Short problem 1 – Put into a numbered list the lines of the listing between the line holding "Where can you see the grill stand" and the line holding "column 628, row 23", inclusive, omitting blank lines and including nothing else.

Given passage –
Sweats, you got the machine that you worked out within your budget and expected application will work best for you. I am sure you will be VERY satisfied with it. The 3203 is a fine machine! Congratulations and enjoy the seat time. Please be sure to post some pics of your tractor time in action! :thumbsup: We wanna see her good N muddy!


----------



## Scorpion (Jun 26, 2007)

Snoy,

I looked at the 3203 last year but stepped up to the 3120 instead.
I traded my 2-year-old 2210 with 400 hrs on the clock.

I wanted the 72" MMM and never looked back. We have about 6 acres with 3 horses so I'm using the MMM to cut my pastures. 

About 70% of the time I'm cutting the lawn around the house, I just love the way this 7 Iron deck cuts. I couldn't justify the cost for both MMM and Bush hog.

I don't think the 3203 has cruse control, great feature!

Any way you can't go wrong, I bet you will love your new John Deere.

Scorpion


----------



## snoyl (Mar 8, 2007)

Entries –
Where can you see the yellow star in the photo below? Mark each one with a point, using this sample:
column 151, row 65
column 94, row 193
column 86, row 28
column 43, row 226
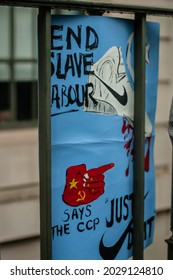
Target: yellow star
column 73, row 184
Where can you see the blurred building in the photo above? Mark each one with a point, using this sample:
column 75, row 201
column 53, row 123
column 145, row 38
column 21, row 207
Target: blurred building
column 19, row 166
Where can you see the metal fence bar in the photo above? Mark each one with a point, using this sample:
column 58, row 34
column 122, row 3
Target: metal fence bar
column 139, row 135
column 85, row 5
column 44, row 51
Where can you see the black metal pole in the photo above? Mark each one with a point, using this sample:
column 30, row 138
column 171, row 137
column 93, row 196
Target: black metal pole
column 139, row 135
column 44, row 62
column 170, row 240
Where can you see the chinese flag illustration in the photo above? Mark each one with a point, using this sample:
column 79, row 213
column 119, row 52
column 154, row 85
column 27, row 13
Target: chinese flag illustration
column 84, row 186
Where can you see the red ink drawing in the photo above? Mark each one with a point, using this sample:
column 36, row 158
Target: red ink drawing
column 84, row 186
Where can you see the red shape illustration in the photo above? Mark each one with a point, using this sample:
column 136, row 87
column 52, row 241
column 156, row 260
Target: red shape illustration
column 84, row 186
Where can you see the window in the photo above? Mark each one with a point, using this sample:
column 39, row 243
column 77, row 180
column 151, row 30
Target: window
column 18, row 66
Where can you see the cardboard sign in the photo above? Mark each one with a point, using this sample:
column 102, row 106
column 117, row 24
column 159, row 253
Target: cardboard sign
column 92, row 116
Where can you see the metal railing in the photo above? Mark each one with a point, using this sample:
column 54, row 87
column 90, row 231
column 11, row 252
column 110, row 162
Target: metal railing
column 44, row 21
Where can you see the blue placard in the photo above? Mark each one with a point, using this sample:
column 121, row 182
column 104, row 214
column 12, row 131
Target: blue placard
column 92, row 115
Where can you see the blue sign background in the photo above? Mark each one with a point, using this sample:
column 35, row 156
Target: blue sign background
column 93, row 139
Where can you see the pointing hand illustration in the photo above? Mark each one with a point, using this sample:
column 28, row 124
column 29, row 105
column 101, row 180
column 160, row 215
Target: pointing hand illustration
column 84, row 186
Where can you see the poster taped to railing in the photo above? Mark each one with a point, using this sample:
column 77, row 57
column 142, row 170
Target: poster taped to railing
column 92, row 136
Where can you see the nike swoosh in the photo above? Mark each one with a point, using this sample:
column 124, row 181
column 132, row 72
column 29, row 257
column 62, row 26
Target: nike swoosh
column 109, row 253
column 122, row 99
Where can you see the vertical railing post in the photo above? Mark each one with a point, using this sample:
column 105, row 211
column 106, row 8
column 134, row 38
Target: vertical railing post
column 44, row 62
column 139, row 135
column 170, row 240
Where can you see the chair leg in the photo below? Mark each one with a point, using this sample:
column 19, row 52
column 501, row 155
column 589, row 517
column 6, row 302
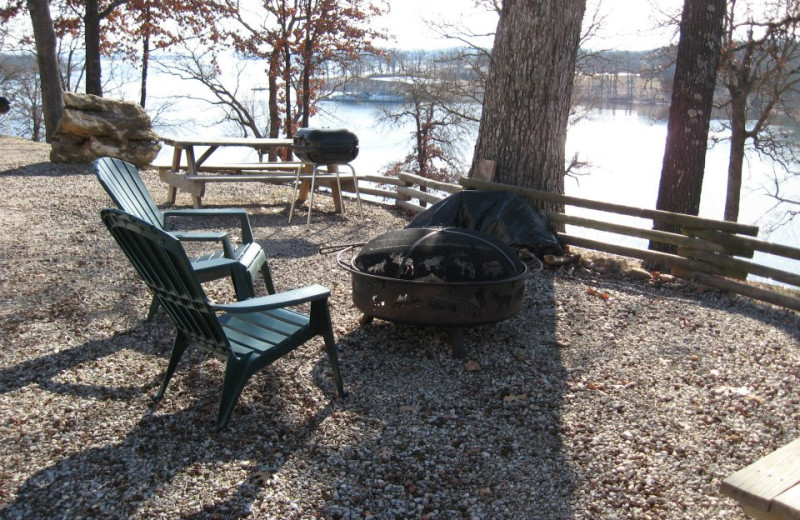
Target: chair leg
column 178, row 348
column 236, row 376
column 153, row 308
column 320, row 314
column 267, row 276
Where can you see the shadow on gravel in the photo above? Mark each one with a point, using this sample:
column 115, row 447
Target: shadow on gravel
column 47, row 169
column 165, row 449
column 782, row 319
column 160, row 453
column 448, row 438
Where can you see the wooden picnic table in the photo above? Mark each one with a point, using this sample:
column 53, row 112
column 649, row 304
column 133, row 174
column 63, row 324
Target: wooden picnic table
column 769, row 489
column 190, row 172
column 193, row 163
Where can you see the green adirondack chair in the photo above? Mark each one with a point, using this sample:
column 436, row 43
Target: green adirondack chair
column 248, row 335
column 125, row 186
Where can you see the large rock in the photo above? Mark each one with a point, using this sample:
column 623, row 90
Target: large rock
column 93, row 127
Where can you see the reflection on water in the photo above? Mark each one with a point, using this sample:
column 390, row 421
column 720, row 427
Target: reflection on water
column 623, row 146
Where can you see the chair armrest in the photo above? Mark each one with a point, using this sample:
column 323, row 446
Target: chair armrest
column 276, row 301
column 207, row 236
column 227, row 266
column 244, row 219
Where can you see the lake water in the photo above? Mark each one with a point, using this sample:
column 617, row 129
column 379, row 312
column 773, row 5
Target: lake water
column 623, row 146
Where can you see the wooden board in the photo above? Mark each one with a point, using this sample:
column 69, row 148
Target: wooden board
column 771, row 485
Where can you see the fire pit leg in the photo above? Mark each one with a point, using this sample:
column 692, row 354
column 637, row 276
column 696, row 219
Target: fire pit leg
column 457, row 342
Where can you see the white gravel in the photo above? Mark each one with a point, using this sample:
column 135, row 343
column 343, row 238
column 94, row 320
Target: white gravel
column 607, row 397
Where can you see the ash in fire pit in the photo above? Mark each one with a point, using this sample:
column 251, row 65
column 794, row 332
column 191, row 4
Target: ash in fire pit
column 448, row 277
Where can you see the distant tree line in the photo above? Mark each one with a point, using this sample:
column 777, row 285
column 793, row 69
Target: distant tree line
column 310, row 47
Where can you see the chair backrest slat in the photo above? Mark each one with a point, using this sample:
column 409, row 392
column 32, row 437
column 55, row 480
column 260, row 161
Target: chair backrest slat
column 162, row 263
column 124, row 184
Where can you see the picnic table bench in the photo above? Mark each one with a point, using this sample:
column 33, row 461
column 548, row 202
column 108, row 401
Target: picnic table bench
column 190, row 173
column 769, row 489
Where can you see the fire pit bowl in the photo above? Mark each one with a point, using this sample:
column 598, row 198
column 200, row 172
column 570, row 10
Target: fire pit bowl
column 445, row 277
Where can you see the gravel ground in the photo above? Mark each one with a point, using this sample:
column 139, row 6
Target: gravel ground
column 606, row 397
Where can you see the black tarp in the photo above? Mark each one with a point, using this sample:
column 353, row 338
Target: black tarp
column 506, row 216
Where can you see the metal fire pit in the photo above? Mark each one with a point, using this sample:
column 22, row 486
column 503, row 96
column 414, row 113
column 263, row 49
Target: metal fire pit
column 448, row 277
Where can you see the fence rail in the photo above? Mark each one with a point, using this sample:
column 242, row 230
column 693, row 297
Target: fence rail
column 711, row 251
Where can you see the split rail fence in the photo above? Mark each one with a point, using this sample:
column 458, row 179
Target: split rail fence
column 714, row 252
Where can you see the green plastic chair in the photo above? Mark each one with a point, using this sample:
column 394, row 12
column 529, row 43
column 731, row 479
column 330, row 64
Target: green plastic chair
column 248, row 335
column 125, row 186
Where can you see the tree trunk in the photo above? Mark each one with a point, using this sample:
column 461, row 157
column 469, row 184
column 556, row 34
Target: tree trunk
column 690, row 112
column 526, row 107
column 287, row 79
column 145, row 63
column 307, row 70
column 736, row 159
column 272, row 82
column 91, row 27
column 47, row 59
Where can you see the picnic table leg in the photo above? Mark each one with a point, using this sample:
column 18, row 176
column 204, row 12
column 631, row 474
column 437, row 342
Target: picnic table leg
column 172, row 193
column 336, row 189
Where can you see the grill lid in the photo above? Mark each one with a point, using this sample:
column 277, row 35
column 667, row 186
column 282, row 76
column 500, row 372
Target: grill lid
column 438, row 255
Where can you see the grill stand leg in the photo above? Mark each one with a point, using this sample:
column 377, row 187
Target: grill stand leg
column 457, row 342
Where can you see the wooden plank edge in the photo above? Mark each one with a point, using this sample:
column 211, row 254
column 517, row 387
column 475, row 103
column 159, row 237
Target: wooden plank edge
column 752, row 291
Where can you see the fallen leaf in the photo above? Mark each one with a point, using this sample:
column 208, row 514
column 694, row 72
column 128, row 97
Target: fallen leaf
column 472, row 366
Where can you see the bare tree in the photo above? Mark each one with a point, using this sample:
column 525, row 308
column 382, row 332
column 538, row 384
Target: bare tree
column 235, row 102
column 526, row 109
column 690, row 111
column 760, row 72
column 438, row 129
column 49, row 72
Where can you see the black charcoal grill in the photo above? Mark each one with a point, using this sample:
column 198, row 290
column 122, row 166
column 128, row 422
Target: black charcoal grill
column 447, row 277
column 324, row 146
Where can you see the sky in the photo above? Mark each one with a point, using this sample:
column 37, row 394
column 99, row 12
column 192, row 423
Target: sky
column 628, row 23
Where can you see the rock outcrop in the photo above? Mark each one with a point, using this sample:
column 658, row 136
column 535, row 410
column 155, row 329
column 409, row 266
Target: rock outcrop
column 93, row 127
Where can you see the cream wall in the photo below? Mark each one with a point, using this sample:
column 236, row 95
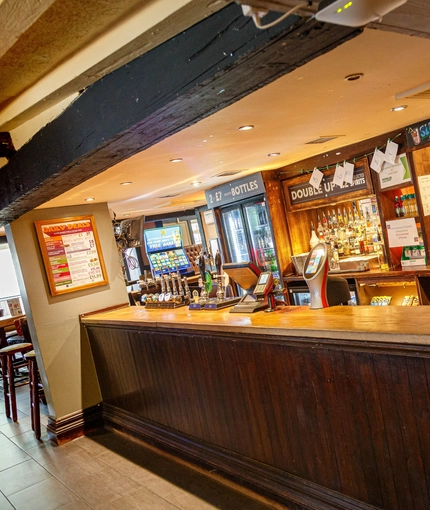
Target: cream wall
column 62, row 350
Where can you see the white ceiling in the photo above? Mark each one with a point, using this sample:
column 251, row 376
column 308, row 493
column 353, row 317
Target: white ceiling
column 313, row 101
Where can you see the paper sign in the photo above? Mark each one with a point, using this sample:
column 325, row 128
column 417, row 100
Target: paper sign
column 316, row 178
column 402, row 232
column 391, row 152
column 395, row 174
column 424, row 184
column 377, row 160
column 348, row 172
column 339, row 174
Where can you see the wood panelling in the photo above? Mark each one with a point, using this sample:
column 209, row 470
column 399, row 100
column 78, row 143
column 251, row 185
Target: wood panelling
column 322, row 419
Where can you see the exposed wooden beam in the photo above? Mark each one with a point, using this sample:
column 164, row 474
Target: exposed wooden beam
column 202, row 70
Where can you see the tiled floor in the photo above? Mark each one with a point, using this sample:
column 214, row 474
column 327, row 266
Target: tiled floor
column 102, row 471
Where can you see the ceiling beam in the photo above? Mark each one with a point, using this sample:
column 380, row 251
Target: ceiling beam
column 204, row 69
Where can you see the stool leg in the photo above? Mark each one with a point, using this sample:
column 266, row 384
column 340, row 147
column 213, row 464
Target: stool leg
column 5, row 385
column 12, row 396
column 34, row 398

Short problem 2 – Continue the forum thread about John Deere compact tractors, starting after its final line.

Exercise result 1 –
1. Where can you see the grill stand leg in the photo above? Mark each one with a point, using this sample:
2. column 377, row 187
3. Target: grill stand leg
4. column 457, row 342
5. Where can you see the wooden plank edge in the photo above? Mark each one with a point, using this sample:
6. column 211, row 254
7. column 517, row 387
8. column 475, row 103
9. column 159, row 237
10. Target: wooden plank edge
11. column 752, row 291
12. Where can you see the fallen leaf in the photo above? Mark each one with a point, using this sample:
13. column 208, row 514
14. column 694, row 72
15. column 128, row 97
16. Target: fallen leaf
17. column 472, row 366
18. Where can you see the bare tree in the photo above? Mark each one with a point, using this sample:
19. column 525, row 308
20. column 382, row 332
21. column 538, row 384
22. Target: bare tree
23. column 235, row 102
24. column 526, row 109
25. column 690, row 111
26. column 760, row 72
27. column 438, row 129
28. column 49, row 72
29. Where can you see the black charcoal grill in the photo above? Mark each one with a point, using this sample:
30. column 198, row 290
31. column 122, row 166
32. column 128, row 422
33. Target: black charcoal grill
34. column 447, row 277
35. column 324, row 146
36. Where can you see the sky in the photo above? Mark each one with a point, using this sample:
37. column 37, row 394
38. column 99, row 12
39. column 192, row 423
40. Target: sky
41. column 628, row 23

Exercise result 2 –
Hi All 
Have been really busy with work so i havent been on much. Anyway i finily got my tractor. Was going to get the 3120 with 300x loader, pallet forks, loaded tires. Brand new 0 hours $21439.00 Instead got a 3320 215 days old at anouther dealer, 300x loader, pallet forks, loaded tires .7 hours on the clock. $21800 I thought that was a steal. I am very happy with it. Will send some pics when i get a chance and can fiquer out how.
Snoyl


----------



## Scorpion (Jun 26, 2007)

Snoyl,

Lots of pictures, your going to just love that machine.

Where about in NE PA you live. We used to live in Zelieople and moved to Ohio about 3 years ago.

I'm in sales and I know Erie area very well.

Scorpion


----------



## JDFANATIC (Dec 28, 2005)

Congrats on your new 3320! I don't think you'll be looking back.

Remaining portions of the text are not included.